Go to the Cedar River FAM page for more information.
Barrier methods of birth control stop sperm from entering the uterus and reaching your egg. Barrier birth control do not have the side effects of hormone-like drugs or IUDs. In general, barrier methods are less effective but have fewer side effects than hormonal methods or IUDs.
Hormone-like birth control drugs prevent your ovaries from releasing eggs. They work by thickening your cervical mucus which deters sperm from entering your uterus, and they thin the lining of your uterus which prevents your eggs from implanting. Hormonal birth control includes the pill, the patch, vaginal rings, and shots (like Depo-Provera).
Visit the Cedar River Clinic's birth control comparison chart or Bedsiders clinic finder for details and information on hormone-like birth control and access.
Long term Methods
Long term birth control includes hormonal implants, progesterone IUDs, copper IUDs which are often referred to as LARCs (long acting reversible contraceptives). LARCs are effective for 3, 5, and 10 years depending on method.

-- DATA SHOWN --
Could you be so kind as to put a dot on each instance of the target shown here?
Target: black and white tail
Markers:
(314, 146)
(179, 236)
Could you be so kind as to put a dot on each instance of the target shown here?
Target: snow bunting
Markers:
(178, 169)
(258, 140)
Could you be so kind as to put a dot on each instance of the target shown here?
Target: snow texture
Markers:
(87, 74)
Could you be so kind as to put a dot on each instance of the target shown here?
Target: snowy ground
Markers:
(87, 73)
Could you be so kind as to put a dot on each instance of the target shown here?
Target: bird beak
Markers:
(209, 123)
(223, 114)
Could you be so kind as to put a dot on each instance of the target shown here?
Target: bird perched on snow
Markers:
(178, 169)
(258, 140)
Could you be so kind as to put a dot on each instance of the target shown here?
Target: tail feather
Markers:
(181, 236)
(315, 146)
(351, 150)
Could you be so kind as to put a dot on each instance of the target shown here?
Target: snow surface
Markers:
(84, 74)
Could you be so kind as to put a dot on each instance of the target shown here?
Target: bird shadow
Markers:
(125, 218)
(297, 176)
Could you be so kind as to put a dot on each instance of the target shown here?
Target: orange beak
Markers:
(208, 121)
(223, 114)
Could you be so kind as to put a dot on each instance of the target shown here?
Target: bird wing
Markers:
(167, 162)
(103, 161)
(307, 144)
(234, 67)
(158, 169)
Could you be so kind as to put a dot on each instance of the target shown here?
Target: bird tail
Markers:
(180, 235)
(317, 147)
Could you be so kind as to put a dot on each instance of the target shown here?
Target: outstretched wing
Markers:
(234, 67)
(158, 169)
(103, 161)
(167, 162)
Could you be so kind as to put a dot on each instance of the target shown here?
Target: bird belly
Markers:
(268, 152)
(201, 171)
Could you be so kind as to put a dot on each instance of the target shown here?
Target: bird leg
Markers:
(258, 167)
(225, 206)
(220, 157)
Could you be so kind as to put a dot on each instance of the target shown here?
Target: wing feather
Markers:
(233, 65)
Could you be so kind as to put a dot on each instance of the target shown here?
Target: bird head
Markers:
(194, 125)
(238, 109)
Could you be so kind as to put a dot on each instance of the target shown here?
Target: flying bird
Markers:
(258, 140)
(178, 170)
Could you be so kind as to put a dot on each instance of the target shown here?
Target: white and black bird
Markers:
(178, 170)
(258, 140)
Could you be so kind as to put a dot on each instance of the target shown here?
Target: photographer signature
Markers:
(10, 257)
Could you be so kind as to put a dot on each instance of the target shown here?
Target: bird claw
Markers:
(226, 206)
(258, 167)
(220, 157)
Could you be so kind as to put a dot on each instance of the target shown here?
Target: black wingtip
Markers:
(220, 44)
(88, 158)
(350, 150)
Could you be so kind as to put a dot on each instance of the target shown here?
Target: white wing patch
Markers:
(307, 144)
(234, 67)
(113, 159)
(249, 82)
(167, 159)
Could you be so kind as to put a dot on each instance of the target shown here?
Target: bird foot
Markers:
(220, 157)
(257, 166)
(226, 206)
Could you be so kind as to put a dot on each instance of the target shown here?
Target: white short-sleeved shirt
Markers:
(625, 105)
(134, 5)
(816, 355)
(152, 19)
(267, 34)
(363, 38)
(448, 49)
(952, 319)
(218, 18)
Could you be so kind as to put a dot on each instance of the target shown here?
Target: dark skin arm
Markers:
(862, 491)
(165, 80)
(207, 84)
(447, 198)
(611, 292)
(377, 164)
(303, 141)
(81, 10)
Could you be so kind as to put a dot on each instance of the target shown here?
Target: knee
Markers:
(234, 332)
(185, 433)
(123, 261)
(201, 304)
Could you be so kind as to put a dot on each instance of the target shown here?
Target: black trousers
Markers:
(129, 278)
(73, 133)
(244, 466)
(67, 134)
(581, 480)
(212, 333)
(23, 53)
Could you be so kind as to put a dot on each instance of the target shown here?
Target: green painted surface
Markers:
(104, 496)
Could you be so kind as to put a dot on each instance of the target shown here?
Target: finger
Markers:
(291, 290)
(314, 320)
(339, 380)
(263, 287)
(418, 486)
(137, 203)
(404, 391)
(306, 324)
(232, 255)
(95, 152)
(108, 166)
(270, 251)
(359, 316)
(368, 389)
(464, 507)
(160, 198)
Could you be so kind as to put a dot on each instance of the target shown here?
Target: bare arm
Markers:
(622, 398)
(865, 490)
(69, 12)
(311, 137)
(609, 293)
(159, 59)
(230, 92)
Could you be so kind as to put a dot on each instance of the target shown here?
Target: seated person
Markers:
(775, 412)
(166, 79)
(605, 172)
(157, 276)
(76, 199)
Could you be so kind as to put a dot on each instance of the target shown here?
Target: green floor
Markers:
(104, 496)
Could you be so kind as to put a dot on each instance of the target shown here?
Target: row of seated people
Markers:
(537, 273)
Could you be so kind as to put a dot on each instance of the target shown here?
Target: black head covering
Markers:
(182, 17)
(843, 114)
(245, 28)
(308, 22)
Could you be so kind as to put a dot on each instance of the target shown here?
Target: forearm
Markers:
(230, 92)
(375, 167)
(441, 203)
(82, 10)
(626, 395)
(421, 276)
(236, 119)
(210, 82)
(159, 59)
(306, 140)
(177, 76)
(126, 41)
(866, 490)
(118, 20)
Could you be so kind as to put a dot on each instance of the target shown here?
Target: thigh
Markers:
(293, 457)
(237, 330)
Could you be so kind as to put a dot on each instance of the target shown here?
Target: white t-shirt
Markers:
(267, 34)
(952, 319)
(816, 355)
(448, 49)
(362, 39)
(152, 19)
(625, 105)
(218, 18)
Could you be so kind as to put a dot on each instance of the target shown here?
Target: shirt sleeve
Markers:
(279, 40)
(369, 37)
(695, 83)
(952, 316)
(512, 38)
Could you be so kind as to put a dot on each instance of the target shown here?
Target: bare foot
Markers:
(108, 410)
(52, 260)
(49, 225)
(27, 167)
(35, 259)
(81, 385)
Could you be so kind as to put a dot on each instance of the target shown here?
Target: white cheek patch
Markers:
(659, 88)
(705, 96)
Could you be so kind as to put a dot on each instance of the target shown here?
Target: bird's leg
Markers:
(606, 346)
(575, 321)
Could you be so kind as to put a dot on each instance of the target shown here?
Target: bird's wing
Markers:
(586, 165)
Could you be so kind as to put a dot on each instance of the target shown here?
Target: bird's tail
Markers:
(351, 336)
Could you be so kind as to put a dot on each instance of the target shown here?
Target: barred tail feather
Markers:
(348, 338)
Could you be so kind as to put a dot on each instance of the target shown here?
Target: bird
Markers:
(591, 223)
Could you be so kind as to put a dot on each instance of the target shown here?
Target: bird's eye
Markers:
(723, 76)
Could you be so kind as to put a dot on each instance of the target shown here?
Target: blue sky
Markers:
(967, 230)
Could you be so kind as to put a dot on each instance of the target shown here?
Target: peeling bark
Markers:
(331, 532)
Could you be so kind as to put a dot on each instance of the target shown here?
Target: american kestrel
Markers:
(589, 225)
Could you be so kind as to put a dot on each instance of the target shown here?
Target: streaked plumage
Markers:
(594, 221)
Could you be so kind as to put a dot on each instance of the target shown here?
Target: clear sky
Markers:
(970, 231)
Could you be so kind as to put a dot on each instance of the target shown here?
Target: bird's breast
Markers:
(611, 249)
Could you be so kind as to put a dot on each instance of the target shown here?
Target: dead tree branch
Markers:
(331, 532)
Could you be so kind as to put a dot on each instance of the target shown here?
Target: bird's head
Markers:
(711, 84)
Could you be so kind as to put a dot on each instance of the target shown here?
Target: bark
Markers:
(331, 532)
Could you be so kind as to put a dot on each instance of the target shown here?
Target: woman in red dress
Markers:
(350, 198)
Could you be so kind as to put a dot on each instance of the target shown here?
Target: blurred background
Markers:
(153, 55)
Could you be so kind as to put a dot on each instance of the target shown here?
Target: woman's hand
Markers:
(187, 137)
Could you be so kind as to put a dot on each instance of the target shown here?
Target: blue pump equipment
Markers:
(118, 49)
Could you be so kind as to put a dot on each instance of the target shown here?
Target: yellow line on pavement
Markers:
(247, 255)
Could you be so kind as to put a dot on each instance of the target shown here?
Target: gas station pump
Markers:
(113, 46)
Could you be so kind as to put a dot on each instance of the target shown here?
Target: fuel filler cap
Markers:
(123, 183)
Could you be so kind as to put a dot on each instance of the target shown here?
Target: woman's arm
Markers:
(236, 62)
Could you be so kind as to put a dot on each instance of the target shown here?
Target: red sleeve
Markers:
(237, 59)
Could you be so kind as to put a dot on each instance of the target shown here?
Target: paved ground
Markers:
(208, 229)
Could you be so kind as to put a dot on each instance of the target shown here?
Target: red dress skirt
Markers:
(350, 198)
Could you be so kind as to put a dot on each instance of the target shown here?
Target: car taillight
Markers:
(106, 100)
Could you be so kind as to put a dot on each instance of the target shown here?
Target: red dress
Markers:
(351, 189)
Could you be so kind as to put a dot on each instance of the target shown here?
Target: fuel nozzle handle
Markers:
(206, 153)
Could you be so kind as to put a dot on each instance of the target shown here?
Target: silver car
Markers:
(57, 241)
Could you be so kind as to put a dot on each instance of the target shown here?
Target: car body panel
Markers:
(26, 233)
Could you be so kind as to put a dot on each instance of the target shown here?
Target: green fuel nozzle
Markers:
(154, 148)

-- PROMPT A --
Using the birth control text, decide whether each statement agrees with it: (i) Barrier methods are generally more effective than hormonal methods. (ii) The patch is a form of hormonal birth control. (iii) Copper IUDs are a long-term method. Answer yes or no for each and quote the words that decide it.
-- PROMPT B --
According to the birth control text, how long are LARCs effective?

-- REPLY A --
(i) No: "In general, barrier methods are less effective but have fewer side effects than hormonal methods or IUDs."
(ii) Yes: "Hormonal birth control includes the pill, the patch, vaginal rings, and shots (like Depo-Provera)."
(iii) Yes: "Long term birth control includes hormonal implants, progesterone IUDs, copper IUDs"

-- REPLY B --
For 3, 5, or 10 years, depending on the method.